Object position labeling entries

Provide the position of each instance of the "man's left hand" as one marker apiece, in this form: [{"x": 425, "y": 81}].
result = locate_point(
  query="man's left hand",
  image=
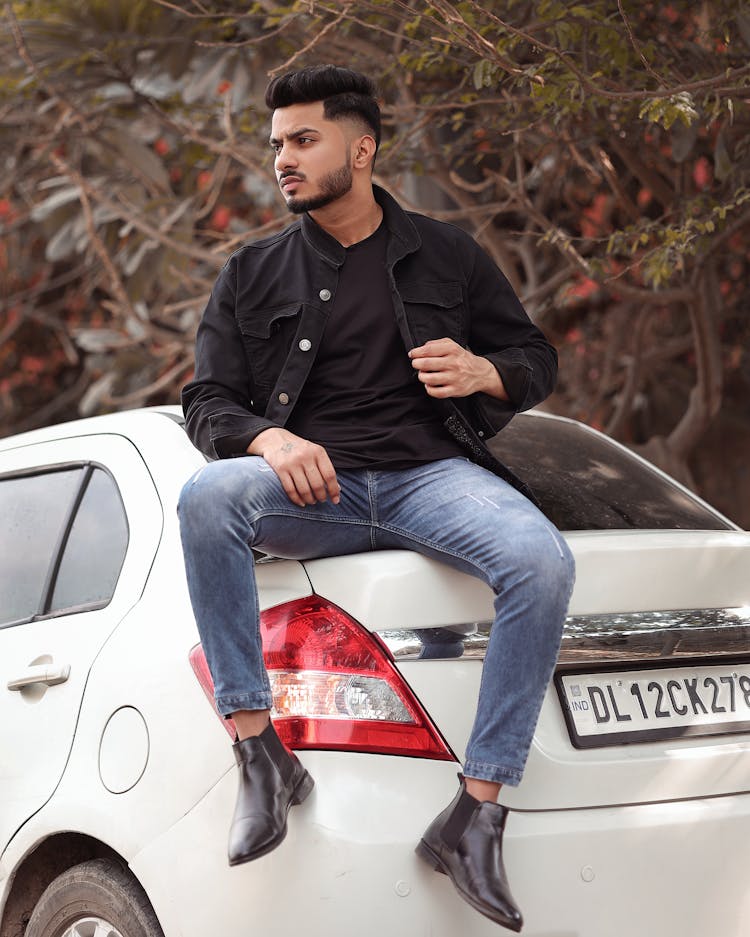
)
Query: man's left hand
[{"x": 449, "y": 370}]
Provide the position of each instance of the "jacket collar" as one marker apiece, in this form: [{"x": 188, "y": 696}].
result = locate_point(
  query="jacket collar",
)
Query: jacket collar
[{"x": 403, "y": 236}]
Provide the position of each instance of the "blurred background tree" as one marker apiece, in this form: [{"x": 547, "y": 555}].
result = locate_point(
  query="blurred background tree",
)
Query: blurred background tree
[{"x": 599, "y": 150}]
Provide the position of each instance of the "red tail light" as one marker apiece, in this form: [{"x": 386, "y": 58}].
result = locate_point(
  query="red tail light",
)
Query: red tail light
[{"x": 334, "y": 687}]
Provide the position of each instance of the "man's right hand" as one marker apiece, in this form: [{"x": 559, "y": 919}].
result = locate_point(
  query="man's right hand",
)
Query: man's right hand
[{"x": 303, "y": 467}]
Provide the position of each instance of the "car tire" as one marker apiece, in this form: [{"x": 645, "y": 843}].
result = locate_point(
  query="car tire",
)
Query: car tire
[{"x": 94, "y": 899}]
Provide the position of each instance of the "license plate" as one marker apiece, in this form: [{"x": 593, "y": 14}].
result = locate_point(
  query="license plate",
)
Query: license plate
[{"x": 615, "y": 707}]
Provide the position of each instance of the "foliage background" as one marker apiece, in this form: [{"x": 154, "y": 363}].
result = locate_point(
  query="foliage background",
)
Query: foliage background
[{"x": 599, "y": 150}]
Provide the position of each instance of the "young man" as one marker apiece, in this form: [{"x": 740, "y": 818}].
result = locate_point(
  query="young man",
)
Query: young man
[{"x": 358, "y": 361}]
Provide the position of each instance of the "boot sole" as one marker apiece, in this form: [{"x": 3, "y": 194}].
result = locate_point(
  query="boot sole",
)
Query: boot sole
[
  {"x": 301, "y": 793},
  {"x": 429, "y": 855}
]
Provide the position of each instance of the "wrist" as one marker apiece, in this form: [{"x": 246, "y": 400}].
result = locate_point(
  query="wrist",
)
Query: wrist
[
  {"x": 263, "y": 440},
  {"x": 492, "y": 383}
]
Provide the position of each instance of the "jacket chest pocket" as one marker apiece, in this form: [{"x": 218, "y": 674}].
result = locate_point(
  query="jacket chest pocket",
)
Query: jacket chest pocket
[
  {"x": 435, "y": 310},
  {"x": 267, "y": 335}
]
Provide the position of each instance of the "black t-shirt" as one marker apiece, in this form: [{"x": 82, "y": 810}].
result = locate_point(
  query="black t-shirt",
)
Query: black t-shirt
[{"x": 362, "y": 400}]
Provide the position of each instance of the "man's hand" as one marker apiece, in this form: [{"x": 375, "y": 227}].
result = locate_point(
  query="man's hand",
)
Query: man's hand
[
  {"x": 448, "y": 370},
  {"x": 305, "y": 471}
]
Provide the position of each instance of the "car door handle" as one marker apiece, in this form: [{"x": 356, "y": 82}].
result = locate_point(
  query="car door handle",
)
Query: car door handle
[{"x": 41, "y": 673}]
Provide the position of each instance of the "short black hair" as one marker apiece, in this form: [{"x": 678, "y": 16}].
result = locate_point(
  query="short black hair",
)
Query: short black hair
[{"x": 344, "y": 93}]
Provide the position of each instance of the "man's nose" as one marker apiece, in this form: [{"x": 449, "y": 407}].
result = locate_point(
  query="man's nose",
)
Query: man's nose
[{"x": 284, "y": 159}]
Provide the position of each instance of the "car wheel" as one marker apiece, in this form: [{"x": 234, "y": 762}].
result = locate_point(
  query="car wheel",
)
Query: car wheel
[{"x": 94, "y": 899}]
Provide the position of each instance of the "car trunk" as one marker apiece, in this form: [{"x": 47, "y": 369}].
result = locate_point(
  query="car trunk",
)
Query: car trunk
[{"x": 649, "y": 607}]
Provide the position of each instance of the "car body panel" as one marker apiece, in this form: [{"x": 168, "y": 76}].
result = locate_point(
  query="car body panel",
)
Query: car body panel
[
  {"x": 610, "y": 872},
  {"x": 604, "y": 842},
  {"x": 37, "y": 723}
]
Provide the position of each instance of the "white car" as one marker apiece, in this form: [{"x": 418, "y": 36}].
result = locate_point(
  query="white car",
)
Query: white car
[{"x": 117, "y": 778}]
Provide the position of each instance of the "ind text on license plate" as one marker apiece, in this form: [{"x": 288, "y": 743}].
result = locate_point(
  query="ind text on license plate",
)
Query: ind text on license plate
[{"x": 613, "y": 707}]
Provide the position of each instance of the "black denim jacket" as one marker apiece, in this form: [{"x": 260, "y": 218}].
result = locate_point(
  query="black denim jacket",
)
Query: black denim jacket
[{"x": 265, "y": 319}]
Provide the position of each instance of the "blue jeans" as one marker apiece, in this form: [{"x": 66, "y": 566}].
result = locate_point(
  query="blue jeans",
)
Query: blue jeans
[{"x": 451, "y": 510}]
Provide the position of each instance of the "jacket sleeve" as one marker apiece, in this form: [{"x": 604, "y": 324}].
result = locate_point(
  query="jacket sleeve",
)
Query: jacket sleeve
[
  {"x": 218, "y": 402},
  {"x": 501, "y": 331}
]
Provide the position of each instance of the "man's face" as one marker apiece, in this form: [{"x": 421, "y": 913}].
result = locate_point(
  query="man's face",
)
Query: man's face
[{"x": 313, "y": 157}]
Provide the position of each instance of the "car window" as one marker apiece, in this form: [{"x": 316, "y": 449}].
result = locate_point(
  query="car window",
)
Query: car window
[
  {"x": 63, "y": 541},
  {"x": 95, "y": 547},
  {"x": 585, "y": 482},
  {"x": 34, "y": 511}
]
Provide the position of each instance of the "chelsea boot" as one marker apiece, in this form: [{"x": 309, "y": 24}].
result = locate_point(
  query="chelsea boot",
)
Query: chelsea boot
[
  {"x": 465, "y": 843},
  {"x": 271, "y": 780}
]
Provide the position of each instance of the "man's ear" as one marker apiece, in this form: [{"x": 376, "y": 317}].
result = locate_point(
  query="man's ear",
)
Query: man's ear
[{"x": 364, "y": 151}]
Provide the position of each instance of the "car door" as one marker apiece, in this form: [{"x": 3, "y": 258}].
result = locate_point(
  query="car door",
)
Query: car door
[{"x": 81, "y": 525}]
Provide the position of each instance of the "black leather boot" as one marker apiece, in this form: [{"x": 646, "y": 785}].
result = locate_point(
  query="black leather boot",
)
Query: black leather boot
[
  {"x": 465, "y": 842},
  {"x": 271, "y": 780}
]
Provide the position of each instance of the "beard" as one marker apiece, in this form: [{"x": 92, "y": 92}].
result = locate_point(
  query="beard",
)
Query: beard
[{"x": 333, "y": 185}]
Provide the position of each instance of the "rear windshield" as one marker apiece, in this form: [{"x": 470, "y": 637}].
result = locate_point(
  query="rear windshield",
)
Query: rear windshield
[{"x": 584, "y": 482}]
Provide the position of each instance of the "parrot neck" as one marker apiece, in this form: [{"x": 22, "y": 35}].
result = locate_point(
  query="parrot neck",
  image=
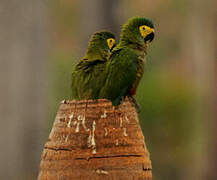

▸ **GOAL**
Please pull out every line of the items above that contains the word "leather".

▸ **OUTPUT FOR THIS EXERCISE**
Provide the position of each instance of the "black leather boot" as one marker apiece, in this form: [{"x": 646, "y": 785}].
  query="black leather boot",
Query: black leather boot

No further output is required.